* **EXERCISE DESCRIPTION**
Images should not appear in the copy, yet every line of the listing below must be printed exactly.

* **MATERIAL FOR THE TASK**
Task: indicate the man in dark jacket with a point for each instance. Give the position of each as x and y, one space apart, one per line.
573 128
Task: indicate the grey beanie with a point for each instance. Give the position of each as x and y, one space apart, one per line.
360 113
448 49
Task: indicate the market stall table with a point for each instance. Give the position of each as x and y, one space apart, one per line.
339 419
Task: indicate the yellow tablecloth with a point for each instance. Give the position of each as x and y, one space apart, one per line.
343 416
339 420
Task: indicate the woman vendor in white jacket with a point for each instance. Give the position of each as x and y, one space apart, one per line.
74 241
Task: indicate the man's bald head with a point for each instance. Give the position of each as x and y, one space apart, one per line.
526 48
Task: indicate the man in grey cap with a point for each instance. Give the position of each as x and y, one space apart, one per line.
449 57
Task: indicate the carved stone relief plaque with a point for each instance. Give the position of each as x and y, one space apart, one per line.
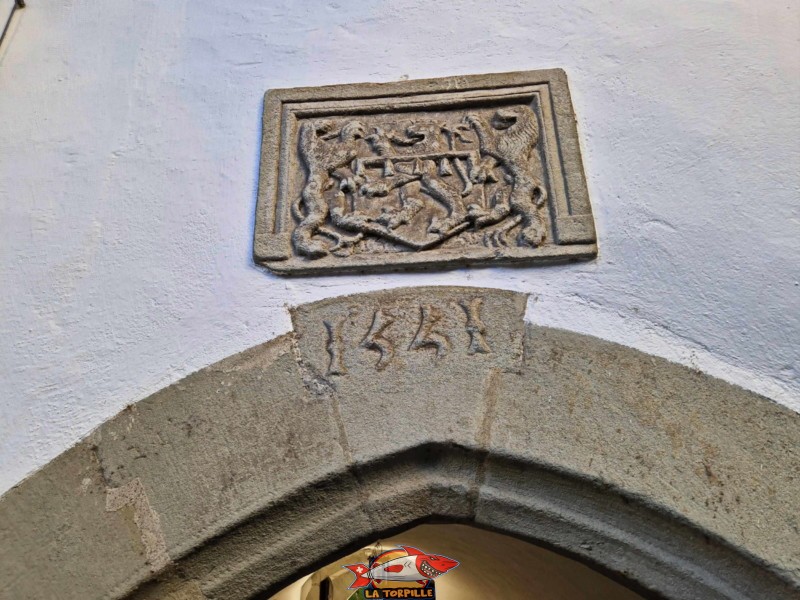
465 170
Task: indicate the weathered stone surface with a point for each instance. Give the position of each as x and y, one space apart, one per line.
57 540
410 366
724 458
387 409
479 169
237 435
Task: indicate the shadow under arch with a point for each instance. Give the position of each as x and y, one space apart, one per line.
654 552
384 410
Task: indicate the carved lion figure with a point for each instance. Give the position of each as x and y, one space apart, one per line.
509 138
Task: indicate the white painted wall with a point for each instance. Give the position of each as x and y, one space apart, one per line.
129 145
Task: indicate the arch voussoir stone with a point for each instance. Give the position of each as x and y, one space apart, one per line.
383 410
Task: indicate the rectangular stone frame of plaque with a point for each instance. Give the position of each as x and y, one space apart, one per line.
573 232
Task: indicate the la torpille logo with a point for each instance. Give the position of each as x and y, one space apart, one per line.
403 572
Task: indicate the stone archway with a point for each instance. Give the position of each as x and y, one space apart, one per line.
388 409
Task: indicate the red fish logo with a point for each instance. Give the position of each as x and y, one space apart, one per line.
412 565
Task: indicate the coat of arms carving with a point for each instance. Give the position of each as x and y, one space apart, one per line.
468 170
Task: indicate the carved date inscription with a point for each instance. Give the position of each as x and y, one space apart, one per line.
385 335
426 175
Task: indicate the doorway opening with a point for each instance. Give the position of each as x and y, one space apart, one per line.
489 565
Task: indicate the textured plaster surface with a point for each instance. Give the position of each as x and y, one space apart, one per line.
245 475
128 173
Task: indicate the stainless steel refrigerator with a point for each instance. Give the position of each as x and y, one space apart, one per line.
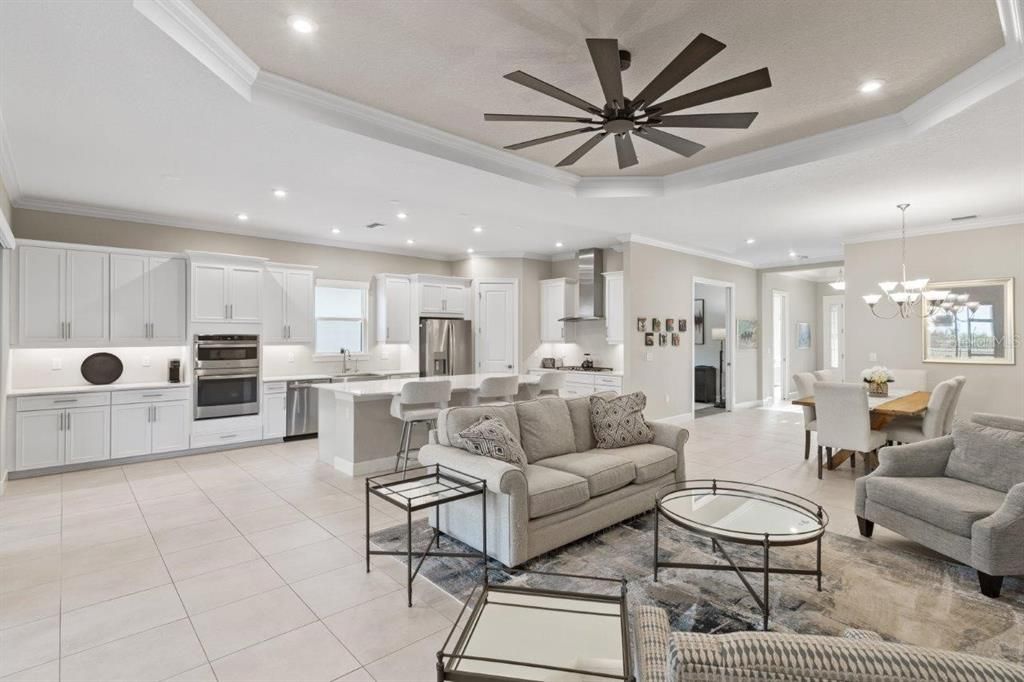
445 347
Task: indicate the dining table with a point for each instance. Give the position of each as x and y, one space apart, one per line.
883 409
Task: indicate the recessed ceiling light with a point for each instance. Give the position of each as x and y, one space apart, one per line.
301 24
870 86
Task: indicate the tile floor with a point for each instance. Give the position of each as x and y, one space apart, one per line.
248 564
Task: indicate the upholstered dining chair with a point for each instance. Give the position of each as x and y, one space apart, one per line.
844 422
938 419
805 387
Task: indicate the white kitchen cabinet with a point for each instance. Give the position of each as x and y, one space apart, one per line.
64 296
394 298
558 299
614 301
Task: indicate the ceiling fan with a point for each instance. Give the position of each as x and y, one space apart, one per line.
643 116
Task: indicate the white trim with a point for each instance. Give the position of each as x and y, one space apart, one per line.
188 27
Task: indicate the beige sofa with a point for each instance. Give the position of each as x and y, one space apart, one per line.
569 489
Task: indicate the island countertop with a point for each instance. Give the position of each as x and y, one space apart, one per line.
368 390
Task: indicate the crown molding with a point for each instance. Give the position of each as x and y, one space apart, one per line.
188 27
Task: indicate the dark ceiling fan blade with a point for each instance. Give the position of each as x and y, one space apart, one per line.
550 90
582 150
549 138
687 147
532 117
624 150
756 80
692 57
738 120
604 52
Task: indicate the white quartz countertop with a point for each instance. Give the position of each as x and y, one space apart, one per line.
98 388
390 387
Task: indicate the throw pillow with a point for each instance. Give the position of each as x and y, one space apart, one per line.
489 437
619 421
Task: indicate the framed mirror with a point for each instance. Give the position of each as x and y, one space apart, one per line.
973 325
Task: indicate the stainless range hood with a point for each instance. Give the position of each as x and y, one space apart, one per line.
590 265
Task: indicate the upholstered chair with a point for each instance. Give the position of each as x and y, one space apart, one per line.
938 419
844 422
805 388
961 495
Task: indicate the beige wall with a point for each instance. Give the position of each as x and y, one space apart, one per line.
658 284
995 252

* **RESULT OF THE EXERCISE**
Task: indicate the man in dark jacket with a point for each instance. Give the position of each as x and y, one space apart, one per line.
573 128
Task: indicate the grey beanie with a point for each instance. Give the position of each as x and y, one space apart, one per line.
360 113
448 49
Task: indicate the market stall table with a point for each instance. Give the position of each as x and y, one space apart, one per line.
339 419
Task: indicate the yellow tablecloth with a point for each instance. Give the position of each as x and y, one space apart, one per line.
343 416
339 420
Task: indicate the woman vendor in white jacket with a point for each instance. Give the position of each as x and y, one space apart, one per line.
74 241
Task: indicate the man's bald head with a point for each instance. Give the position of each as x and y, one space apart, one per line.
526 48
Task: indicate the man in grey cap with a point for each instance. Give the position of each as x and y, one space apart, one per line.
449 57
Task: indicate the carved stone relief plaque with a point for each instance. Give the position of each as x and y, one space apart, one per line.
465 170
Task: indicate the weathered stone surface with a point for each instance. Give the position of each as x and y, one space apart, one per line.
57 540
410 366
724 458
387 409
479 169
237 435
Task: indicate the shadow under arch with a point for each instance. Give the position of each as x and y, one space apart, one per line.
654 552
384 410
Task: indicate the carved lion figure with a point for each instance. Give the position of each as x and y, one space apart, one per line.
509 138
Task: indicate the white painted wall with a point for each instance. Give the position of each as x and y, one space apart, one per line.
129 145
Task: indicate the arch voussoir stone with a point for each instance. Give the position of each as x and y, one space apart, one per line.
383 410
Task: indicate the rectangular stone frame of plaque with a point for each instance. Give the position of each as x and y, one space apart, one per line.
573 232
Task: indicate the la torpille logo with a point for each instance. Give the position of each as x and y, one space apart, one per line.
403 572
Task: indicate the stone archway with a point for each instance. Give the position of each as x and y, one space apart, one per line.
388 409
Task: indicate the red fish logo with a point for each instance. Give the position of each as x and y, one space apart, one per line.
412 565
Task: indicate the coat of arms carving with a point for each instance. Give the position of each as x and y, one space apart, one per line.
468 170
Task: indicate the carved date inscription with a point for each instance. Give the position of each as x and y, one space apart, one per line.
385 335
426 175
Task: indicate the doorway opening with a point for each instance. Give the position of each as x and y, one space apart, one per line.
489 565
Task: indicate the textured plaster surface with a point for each instance. Give the position of each as x and y, one space apart, one per line.
245 475
128 173
Task: indicate the stainless steel refrigerator with a point for each instance. Give the position of each as x and y, one space apart, one per line.
445 347
Task: indicate the dining table with a point for each instance. Give the position of each as x and y, one space apart, one per line.
883 409
Task: indicate the recessed ceiling light with a point for each instance. Give the position of each as x and y, one space apart, one per line.
301 24
870 86
Task: indicate the tile floor with a point for each instance. Give the position of each as x and y, one space apart, one per line.
248 564
Task: indicate the upholstered dining chair with a point for each instance. Give the position of each as x and y, one space apart, one per line.
844 422
938 419
805 387
Task: indicate the white kitchen cabinet with a point for each instance. Give the position of each as x and y, one space apart, one per line.
64 296
394 298
558 299
614 301
Task: indicate the ceiling fan with a point for each instance. Give the position of each as x and y, one space apart, one per line.
643 116
Task: indicate the white trim with a point for each instance. Give the position of each as x and y, one space apart, one per line.
188 27
Task: indicate the beige sofa with a point for each instance. Give the position of each as x and y, one space apart, one per line.
569 489
Task: indicate the island countertop with a point for each instance. Give the position of each as x and y, one space apart, one per line.
368 390
Task: indicate the crown molding with a point for each instance. Give the position of each as x and y, one space apart, one per line.
188 27
Task: indicate the dark ceiling fan blade with a point for each instance. Give the position of each as x and y, one space apart, one per line.
550 90
582 150
549 138
687 147
532 117
624 150
756 80
692 57
738 120
604 52
Task: indicate the white quartz countertop with a point for each instance. Give the position of each as x and y, one space apart, one per line.
98 388
390 387
Task: indicate the throw pillow with a point for each instance. Give the position of each as x and y, one space apart, one per line.
489 437
619 421
Task: indicate the framed mirror with a point for each instance. Give the position of each as x and y, one space apart, one per line.
973 325
Task: indicate the stainless range hood with a point for each instance. Give the position of each as x and y, one space apart, one per line.
590 265
Task: indicate the upholstered chair with a point for each instance. Give the position of each as x and y, one space apart, one per line.
938 419
844 422
805 388
961 495
Task: indicate the beige wall with a point for each instance. Give the position of each as x and y, one space apart, one per line.
658 284
995 252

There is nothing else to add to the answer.